§ Instruction
Render the listing below as a JSON list of strings, one string per line, skipping blank lines and leaving out the pictures.

[Dataset records]
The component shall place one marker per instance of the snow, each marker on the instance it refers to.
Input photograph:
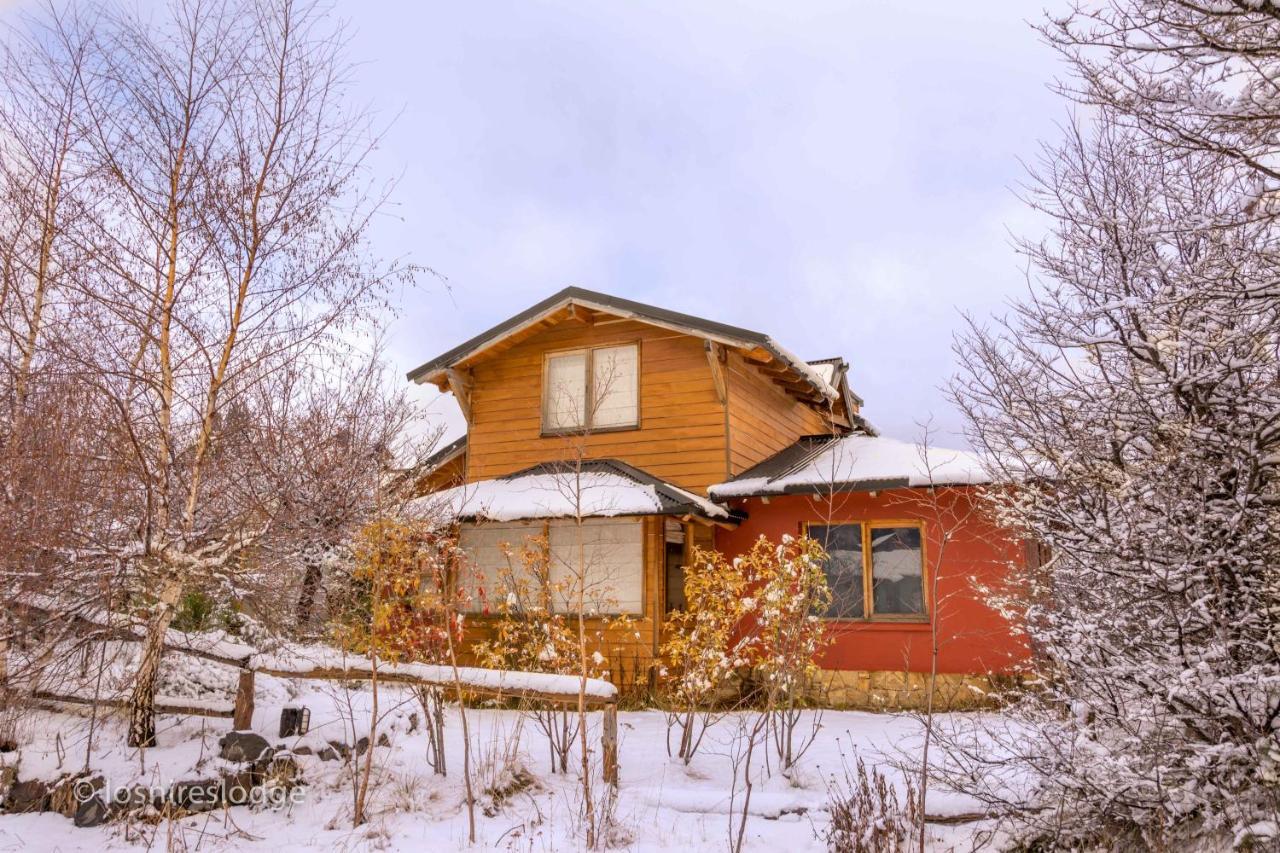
(807, 370)
(320, 657)
(552, 496)
(662, 804)
(856, 459)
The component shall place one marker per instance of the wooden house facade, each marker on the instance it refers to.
(622, 434)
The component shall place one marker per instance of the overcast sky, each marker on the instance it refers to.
(839, 176)
(836, 174)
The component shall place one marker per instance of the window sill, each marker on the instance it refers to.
(586, 430)
(590, 617)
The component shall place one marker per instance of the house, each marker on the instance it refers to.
(664, 430)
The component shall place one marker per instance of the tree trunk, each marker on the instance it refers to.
(307, 594)
(142, 715)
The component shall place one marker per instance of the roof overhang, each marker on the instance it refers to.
(593, 488)
(824, 465)
(755, 346)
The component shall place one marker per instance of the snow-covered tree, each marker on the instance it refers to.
(1134, 398)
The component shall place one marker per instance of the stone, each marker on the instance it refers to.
(199, 796)
(242, 746)
(31, 796)
(129, 799)
(238, 787)
(91, 812)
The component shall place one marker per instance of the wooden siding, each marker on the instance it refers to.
(763, 419)
(681, 437)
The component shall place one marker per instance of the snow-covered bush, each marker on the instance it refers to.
(704, 647)
(407, 609)
(867, 815)
(790, 596)
(530, 634)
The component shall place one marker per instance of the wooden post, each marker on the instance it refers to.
(243, 716)
(609, 743)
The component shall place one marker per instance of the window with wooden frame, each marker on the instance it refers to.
(874, 569)
(592, 388)
(602, 560)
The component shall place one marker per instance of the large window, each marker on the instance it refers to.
(873, 570)
(602, 560)
(592, 389)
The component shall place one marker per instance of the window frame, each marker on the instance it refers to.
(595, 616)
(869, 614)
(589, 391)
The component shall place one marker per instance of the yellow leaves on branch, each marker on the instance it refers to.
(760, 611)
(530, 632)
(407, 576)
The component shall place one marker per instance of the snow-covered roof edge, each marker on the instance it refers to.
(712, 329)
(604, 488)
(819, 464)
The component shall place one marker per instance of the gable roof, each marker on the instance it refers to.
(595, 488)
(720, 332)
(823, 464)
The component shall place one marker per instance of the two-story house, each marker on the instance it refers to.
(625, 434)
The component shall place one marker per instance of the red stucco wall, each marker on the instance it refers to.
(974, 638)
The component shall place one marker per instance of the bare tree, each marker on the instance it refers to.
(191, 186)
(1134, 395)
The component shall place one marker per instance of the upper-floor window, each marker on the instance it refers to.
(595, 388)
(873, 570)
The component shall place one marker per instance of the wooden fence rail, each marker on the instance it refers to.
(497, 685)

§ Response to the task
[
  "The component shall place one marker per instance of the snow, each marker on the instance it refers to.",
  "Input photograph:",
  "(807, 370)",
  "(320, 657)",
  "(552, 496)",
  "(662, 804)",
  "(856, 459)",
  "The component shall place one marker per instance of the wooden house facade, each marker on the instance it refers to.",
  "(622, 434)",
  "The component shall place one marker per instance of the overcast sky, each marker on the instance it refers to.",
  "(839, 176)",
  "(836, 174)",
  "The component shall place one marker per instance of the window sill, each marker on the instance it refers to.",
  "(586, 430)",
  "(590, 617)",
  "The component shall place one marker per instance of the house, each marker on the instance it refers to.",
  "(664, 430)",
  "The component shall place one marker per instance of the tree trunk, each marker on the instance it refers to.",
  "(307, 594)",
  "(142, 715)",
  "The component shall place one marker per instance of the roof overhang, each marker on the instance it refers to.",
  "(593, 488)",
  "(824, 465)",
  "(755, 346)",
  "The component shall place one marker per instance of the snow-covered tree, each marker on the instance it refers to.",
  "(1134, 398)",
  "The component shall place one marker per instance of the stone, each marker on the instance it refers to.",
  "(199, 796)",
  "(242, 746)",
  "(31, 796)",
  "(129, 799)",
  "(238, 787)",
  "(91, 812)",
  "The component shall place one marker per instance of the wooden siding, each marker on the instance it refers to.",
  "(763, 419)",
  "(681, 437)",
  "The component shall place one marker per instance of the snow-covered bush, each marker on the instance it refers to.",
  "(704, 647)",
  "(407, 609)",
  "(867, 815)",
  "(790, 596)",
  "(530, 634)",
  "The component shall place one marker per instance of the wooden post, each marker on the instance it refers to.",
  "(243, 716)",
  "(609, 743)",
  "The component shall place one marker per instance of the window with wooden frame, each marker on the instance it refers to.",
  "(874, 569)",
  "(592, 388)",
  "(602, 560)",
  "The component shall place one marker per instance of the large window, each marker on the instance it refers to.",
  "(873, 570)",
  "(602, 560)",
  "(592, 389)",
  "The component shall place one marker per instance of the window frame, each marker on the instance it refers to.",
  "(595, 616)",
  "(869, 614)",
  "(589, 391)",
  "The component shall place one marker per instance of the yellow leaves on branch, each marker on the instance it refers to.",
  "(760, 611)",
  "(530, 632)",
  "(407, 576)",
  "The component shall place one marker per instance of the snow-covered roof edge, each marker on the instance it refers to.",
  "(712, 329)",
  "(604, 488)",
  "(819, 464)",
  "The component shall place one marker per instance of the gable roof, each marker on the instance it refers to.",
  "(595, 488)",
  "(720, 332)",
  "(823, 464)",
  "The component shall place one marker per instance of the two-story house, each marker on the instance it refers to.",
  "(625, 434)",
  "The component shall place one marker per instance of the red stucco wall, each marker on the instance it refers to.",
  "(974, 638)",
  "The component shall place one marker per instance of the bare tree, each marker on the instance it refers to.",
  "(191, 186)",
  "(1134, 395)",
  "The component shall place one marker per instance of the upper-floor window, each marker on the instance it refers to.",
  "(595, 388)",
  "(873, 570)",
  "The component shall place one marker per instance of the wooden fence rail, each marker on the instance it refers to.",
  "(497, 685)"
]